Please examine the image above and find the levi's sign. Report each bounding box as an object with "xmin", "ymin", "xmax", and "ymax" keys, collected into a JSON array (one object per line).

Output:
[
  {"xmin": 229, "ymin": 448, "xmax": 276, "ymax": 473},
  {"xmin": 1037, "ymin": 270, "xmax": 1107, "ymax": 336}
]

*GIVEN REQUEST:* Please repeat the records above word for word, with every line unchanged.

*RIGHT ANSWER:*
Please examine the image above and find the levi's sign. Report each bounding box as an object with "xmin", "ymin", "xmax", and "ymax" keys, collected into a JSON array (one object per line).

Output:
[
  {"xmin": 229, "ymin": 448, "xmax": 276, "ymax": 473},
  {"xmin": 1037, "ymin": 270, "xmax": 1107, "ymax": 336}
]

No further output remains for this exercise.